- **Extracted information**
::::

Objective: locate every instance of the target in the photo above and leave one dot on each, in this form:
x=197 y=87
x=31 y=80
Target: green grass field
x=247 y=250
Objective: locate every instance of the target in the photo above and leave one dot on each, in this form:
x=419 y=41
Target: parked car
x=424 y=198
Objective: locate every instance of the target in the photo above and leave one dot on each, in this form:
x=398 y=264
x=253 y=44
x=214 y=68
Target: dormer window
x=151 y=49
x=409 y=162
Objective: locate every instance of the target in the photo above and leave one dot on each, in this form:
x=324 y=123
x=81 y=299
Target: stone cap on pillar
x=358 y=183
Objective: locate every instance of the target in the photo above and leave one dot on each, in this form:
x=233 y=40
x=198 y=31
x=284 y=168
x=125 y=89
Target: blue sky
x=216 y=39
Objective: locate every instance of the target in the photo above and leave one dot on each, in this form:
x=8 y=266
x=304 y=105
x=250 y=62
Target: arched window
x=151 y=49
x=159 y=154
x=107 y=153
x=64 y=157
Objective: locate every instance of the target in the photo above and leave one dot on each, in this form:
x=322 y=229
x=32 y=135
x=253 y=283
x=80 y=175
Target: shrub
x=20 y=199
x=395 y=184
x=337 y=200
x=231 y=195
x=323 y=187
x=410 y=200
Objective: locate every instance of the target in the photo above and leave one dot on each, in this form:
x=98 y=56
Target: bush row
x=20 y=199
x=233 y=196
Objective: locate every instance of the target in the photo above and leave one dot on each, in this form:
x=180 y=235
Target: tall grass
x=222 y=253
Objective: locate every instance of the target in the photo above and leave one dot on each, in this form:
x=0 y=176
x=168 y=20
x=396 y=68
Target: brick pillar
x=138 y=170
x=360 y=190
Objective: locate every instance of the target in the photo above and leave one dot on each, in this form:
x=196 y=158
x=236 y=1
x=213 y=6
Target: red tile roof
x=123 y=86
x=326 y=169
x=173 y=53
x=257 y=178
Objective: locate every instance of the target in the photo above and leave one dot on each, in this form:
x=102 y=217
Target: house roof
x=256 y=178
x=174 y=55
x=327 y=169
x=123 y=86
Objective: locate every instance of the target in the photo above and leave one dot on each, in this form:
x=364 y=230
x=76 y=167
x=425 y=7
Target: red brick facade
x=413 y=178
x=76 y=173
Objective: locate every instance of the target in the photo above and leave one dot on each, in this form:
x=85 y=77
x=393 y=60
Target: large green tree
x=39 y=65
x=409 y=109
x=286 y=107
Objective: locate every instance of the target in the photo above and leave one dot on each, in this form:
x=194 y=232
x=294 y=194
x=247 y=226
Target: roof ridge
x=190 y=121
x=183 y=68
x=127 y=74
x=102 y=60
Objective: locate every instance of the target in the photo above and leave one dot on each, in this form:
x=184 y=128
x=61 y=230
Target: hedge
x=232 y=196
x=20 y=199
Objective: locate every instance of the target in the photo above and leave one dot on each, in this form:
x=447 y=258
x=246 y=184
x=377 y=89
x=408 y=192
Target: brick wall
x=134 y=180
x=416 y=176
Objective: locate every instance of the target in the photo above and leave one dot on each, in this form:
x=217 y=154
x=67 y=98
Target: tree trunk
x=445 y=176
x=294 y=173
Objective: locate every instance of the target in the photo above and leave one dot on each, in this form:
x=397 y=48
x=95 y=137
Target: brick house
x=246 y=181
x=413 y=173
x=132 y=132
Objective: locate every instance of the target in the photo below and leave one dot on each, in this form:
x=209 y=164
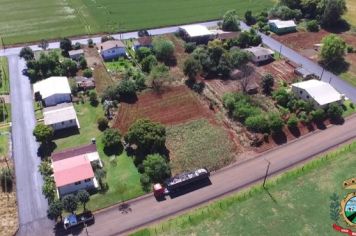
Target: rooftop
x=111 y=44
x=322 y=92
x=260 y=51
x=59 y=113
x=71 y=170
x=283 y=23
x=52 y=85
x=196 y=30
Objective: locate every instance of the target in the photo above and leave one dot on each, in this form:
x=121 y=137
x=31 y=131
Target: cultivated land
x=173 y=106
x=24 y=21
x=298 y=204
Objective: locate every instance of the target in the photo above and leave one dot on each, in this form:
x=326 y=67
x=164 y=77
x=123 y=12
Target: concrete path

::::

- **Task statement**
The entries above are to be copied exactly, with every picture left out.

- **Your solution**
Objective: locate every instance of the target in the photo above and leave one dot on each, in this form:
x=197 y=87
x=31 y=80
Target: green grass field
x=247 y=250
Objective: locate every instance of the target in the photo above and leave one dot on each, in this form:
x=419 y=41
Target: parked car
x=424 y=198
Objective: locate every instance of the target in the photo above and leave one dot on each, in this form:
x=398 y=264
x=253 y=44
x=214 y=68
Target: dormer window
x=151 y=49
x=409 y=162
Objective: locate every instance of the target in the photo above and leave one dot on each, in this form:
x=324 y=123
x=81 y=299
Target: stone cap on pillar
x=358 y=183
Objective: locate every instance of the target in the photo above and leave one dot on each, in this form:
x=233 y=40
x=198 y=31
x=284 y=168
x=125 y=89
Target: blue sky
x=216 y=39
Objective: locate every instance of the target in the photo above and leave one dot on each, in this form:
x=8 y=266
x=304 y=105
x=250 y=62
Target: arched window
x=151 y=49
x=159 y=154
x=107 y=153
x=64 y=157
Objective: locate every instance of the target in the photo above and leave one dot on each, in this form:
x=322 y=229
x=32 y=135
x=253 y=283
x=80 y=175
Target: shrub
x=20 y=199
x=395 y=184
x=337 y=200
x=231 y=195
x=323 y=187
x=410 y=200
Objective: locate every instance of the target in the photo above and leave one dot on each, in this form:
x=98 y=56
Target: bush row
x=20 y=199
x=233 y=196
Objective: locate every instance of the target in the photo above and leave one dot on each, in this form:
x=180 y=235
Target: tall grass
x=222 y=253
Objective: locate every instance of the target in the photo above and leave one dot on each, in this form:
x=0 y=176
x=168 y=20
x=396 y=68
Target: brick pillar
x=138 y=170
x=360 y=190
Objective: locate every instance of the target in the photo above and leave one dot on each, in this form:
x=196 y=158
x=236 y=1
x=213 y=6
Target: red tile roof
x=123 y=86
x=326 y=169
x=173 y=53
x=257 y=178
Objective: locate every instance of the target in the photo above and leave one dot on each, in this form:
x=102 y=217
Target: house roof
x=256 y=178
x=174 y=55
x=327 y=169
x=123 y=86
Objective: locate every instance of the target in the photo above and leave one dot on each, in this form:
x=364 y=230
x=76 y=167
x=425 y=7
Target: red brick facade
x=413 y=178
x=76 y=173
Objective: locate every instance of the target in the photo above and leave one dot on each, in this form:
x=85 y=77
x=393 y=60
Target: large green tree
x=39 y=65
x=409 y=109
x=286 y=107
Objective: locate every instance of the target in the photo above and leave one dot on each, in this form:
x=194 y=232
x=294 y=194
x=247 y=226
Target: roof ridge
x=190 y=121
x=183 y=68
x=127 y=74
x=102 y=60
Objective: locate every instance of the target in the photo above and leave one dot on each, in this form:
x=184 y=128
x=61 y=230
Target: hedge
x=232 y=196
x=20 y=199
Objective: locate every instance of the target in the photo above and leave one dot on each, in this form:
x=447 y=258
x=246 y=184
x=377 y=89
x=408 y=192
Target: brick wall
x=134 y=180
x=416 y=176
Objective: locate every instance of the target in the photo above and leave one dot on each, in this form:
x=217 y=154
x=67 y=98
Target: tree trunk
x=445 y=176
x=294 y=173
Objective: locate every instance of the target in the photo above and leave one dot on each, in this form:
x=397 y=48
x=95 y=137
Target: brick house
x=246 y=181
x=413 y=173
x=132 y=132
Objective: locate every instance of the target in the photo below and leave one dot on each, in this form:
x=209 y=164
Target: rooftop
x=111 y=44
x=322 y=92
x=260 y=51
x=59 y=113
x=71 y=170
x=283 y=23
x=52 y=85
x=196 y=30
Objective: locate every instance of the target in the photo above and leave one dot on each, in this form:
x=121 y=137
x=31 y=131
Target: cultivated land
x=173 y=106
x=24 y=21
x=298 y=204
Objective: locate every instance of the target in the photo above and leave one dot on each, in this form:
x=326 y=67
x=164 y=77
x=123 y=12
Target: concrete path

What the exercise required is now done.